**TASK DESCRIPTION**.
Return verbatim the entries below, from the first line through the line containing "90], [1307, 167]]", with both ends included.
/---
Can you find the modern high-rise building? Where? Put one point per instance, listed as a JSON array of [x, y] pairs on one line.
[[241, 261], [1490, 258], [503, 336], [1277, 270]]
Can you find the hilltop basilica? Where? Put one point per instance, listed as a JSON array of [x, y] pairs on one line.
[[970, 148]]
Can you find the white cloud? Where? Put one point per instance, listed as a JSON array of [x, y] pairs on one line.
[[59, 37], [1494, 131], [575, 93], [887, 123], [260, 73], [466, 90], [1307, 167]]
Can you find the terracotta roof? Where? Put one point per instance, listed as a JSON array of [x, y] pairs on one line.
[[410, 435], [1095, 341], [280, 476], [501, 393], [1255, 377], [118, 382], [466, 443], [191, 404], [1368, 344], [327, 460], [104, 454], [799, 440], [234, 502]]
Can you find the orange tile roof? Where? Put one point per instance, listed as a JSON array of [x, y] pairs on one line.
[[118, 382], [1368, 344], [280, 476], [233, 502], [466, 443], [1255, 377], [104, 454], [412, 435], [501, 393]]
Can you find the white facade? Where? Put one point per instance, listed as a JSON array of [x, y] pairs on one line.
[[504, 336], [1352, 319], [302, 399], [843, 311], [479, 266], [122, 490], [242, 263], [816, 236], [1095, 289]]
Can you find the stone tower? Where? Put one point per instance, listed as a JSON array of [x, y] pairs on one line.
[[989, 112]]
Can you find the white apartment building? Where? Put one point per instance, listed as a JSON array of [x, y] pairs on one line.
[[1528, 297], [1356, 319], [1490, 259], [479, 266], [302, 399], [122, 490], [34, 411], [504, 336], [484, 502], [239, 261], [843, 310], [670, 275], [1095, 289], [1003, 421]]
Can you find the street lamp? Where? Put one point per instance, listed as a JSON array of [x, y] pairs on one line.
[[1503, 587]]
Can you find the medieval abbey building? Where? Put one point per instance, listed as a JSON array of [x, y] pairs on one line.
\---
**THE REPLY**.
Can you find the modern high-rise building? Where? Put one point per instance, listed as a JSON array of [x, y] pairs on one line.
[[241, 261], [1490, 258], [503, 336], [1277, 270]]
Can you find the hilltop basilica? Where? Put one point per instance, listed as a JSON array of [x, y] pairs on one line.
[[970, 148]]
Can you find the white cloud? Where? Put one point per instance, listed as a JSON array of [x, y] pairs on one line.
[[59, 37], [1494, 131], [575, 93], [887, 123], [260, 73], [466, 90], [1307, 167]]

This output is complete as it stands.